Required work ▸ From the line containing "Place one keypoint on each instance of the mountain peak" down to the last line of the material, return those lines verbatim and only those.

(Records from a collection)
○ ○ ○ ○

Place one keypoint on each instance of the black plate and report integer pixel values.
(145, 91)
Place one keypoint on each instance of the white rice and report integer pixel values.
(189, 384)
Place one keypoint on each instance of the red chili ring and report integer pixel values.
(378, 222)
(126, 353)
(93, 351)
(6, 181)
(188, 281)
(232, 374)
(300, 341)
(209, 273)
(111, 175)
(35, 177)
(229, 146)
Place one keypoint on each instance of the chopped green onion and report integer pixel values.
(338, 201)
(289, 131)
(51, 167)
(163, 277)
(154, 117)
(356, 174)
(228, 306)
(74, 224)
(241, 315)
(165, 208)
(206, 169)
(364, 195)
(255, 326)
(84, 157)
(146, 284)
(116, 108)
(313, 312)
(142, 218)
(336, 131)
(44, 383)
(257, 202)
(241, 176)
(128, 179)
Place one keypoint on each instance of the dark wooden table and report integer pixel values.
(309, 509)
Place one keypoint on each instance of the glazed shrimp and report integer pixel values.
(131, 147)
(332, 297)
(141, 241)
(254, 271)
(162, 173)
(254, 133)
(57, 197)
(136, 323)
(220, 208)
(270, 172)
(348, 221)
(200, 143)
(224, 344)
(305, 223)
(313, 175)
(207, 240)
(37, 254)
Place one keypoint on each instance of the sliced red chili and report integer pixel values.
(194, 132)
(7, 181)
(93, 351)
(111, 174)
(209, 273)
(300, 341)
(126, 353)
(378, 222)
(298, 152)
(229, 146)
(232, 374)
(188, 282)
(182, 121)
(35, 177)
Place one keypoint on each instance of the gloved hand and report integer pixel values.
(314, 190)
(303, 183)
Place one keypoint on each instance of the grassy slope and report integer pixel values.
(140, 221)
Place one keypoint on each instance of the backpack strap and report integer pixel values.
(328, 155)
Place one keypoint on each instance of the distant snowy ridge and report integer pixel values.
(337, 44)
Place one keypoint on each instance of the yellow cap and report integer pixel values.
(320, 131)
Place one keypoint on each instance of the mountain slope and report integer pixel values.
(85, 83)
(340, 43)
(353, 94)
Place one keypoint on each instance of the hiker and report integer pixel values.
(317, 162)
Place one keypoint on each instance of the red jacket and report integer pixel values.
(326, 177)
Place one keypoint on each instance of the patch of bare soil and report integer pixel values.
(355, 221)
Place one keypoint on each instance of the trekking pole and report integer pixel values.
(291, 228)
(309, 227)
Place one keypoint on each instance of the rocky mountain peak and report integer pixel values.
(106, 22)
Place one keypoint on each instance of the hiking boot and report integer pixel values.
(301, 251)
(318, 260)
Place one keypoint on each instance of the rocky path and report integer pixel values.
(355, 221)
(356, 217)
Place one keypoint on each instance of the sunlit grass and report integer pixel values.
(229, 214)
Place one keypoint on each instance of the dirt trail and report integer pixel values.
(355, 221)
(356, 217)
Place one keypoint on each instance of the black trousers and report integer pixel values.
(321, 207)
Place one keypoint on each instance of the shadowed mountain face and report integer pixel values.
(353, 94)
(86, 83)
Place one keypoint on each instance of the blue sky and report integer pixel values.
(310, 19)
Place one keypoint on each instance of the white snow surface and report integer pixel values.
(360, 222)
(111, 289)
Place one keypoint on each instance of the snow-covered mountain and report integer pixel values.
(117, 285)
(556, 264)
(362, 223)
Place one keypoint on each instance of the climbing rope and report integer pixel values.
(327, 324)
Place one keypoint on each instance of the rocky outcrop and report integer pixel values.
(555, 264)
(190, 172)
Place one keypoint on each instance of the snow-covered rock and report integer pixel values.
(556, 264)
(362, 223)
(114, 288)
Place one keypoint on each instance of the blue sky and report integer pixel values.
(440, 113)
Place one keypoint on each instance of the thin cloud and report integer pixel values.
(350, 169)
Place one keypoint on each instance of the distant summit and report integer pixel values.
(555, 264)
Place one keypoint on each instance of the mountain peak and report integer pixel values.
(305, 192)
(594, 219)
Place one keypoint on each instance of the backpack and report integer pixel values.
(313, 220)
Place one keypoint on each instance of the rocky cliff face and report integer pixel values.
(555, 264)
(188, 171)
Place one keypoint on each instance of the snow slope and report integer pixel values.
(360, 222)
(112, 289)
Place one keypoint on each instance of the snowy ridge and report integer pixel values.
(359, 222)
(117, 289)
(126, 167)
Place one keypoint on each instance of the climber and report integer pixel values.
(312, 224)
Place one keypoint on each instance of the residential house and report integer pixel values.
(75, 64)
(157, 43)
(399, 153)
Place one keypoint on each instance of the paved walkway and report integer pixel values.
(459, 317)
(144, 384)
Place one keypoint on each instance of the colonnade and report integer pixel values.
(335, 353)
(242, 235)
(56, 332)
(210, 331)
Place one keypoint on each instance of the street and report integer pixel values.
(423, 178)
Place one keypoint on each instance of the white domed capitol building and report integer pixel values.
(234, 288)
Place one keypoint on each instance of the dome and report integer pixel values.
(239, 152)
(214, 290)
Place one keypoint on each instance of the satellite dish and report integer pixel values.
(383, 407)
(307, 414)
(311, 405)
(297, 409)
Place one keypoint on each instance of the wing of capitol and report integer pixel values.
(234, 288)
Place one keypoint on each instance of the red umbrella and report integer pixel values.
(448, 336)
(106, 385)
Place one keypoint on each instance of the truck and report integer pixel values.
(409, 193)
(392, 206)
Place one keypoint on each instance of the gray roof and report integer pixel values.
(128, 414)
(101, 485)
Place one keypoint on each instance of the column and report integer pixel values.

○ ○ ○ ○

Answer to this exercise ▸
Place one keypoint on each instance of the mountain peak and report integer pixel values.
(305, 192)
(594, 219)
Place one keypoint on each instance of the backpack and report integer pixel values.
(313, 220)
Place one keypoint on each instance of the rocky cliff face and report integer pixel values.
(555, 264)
(188, 171)
Place one keypoint on each instance of the snow slope and report integer pixel values.
(360, 222)
(112, 289)
Place one keypoint on each instance of the snowy ridge and report integer pixel values.
(359, 222)
(117, 289)
(126, 167)
Place one keypoint on each instance of the climber and report integer pixel values.
(312, 224)
Place one keypoint on each instance of the residential house and report integer pixel values.
(75, 64)
(157, 43)
(399, 153)
Place one keypoint on each instance of the paved walkway and report integer pixel values.
(459, 317)
(144, 384)
Place one keypoint on each instance of the colonnade and report integer pixel values.
(335, 353)
(242, 235)
(56, 332)
(210, 331)
Place one keypoint on each instance of the street and report integer pixel values.
(423, 178)
Place one keypoint on each instance of the white domed capitol building and report integer pixel values.
(234, 288)
Place one keypoint on each instance of the dome and report integer pixel values.
(239, 152)
(214, 290)
Place one keypoint on each instance of the satellite dish and report integer pixel values.
(383, 407)
(307, 414)
(311, 405)
(297, 409)
Place one keypoint on each instance of the wing of capitol and report integer pixel values.
(234, 288)
Place one keypoint on each instance of the red umbrella and report integer pixel values.
(448, 336)
(106, 385)
Place one keypoint on each instance of the truck and report integer pixel values.
(409, 193)
(392, 206)
Place one keypoint on each instance of the gray roof and report integer pixel values.
(128, 414)
(101, 485)
Place one keypoint on each instance of the column and report integer pixel values.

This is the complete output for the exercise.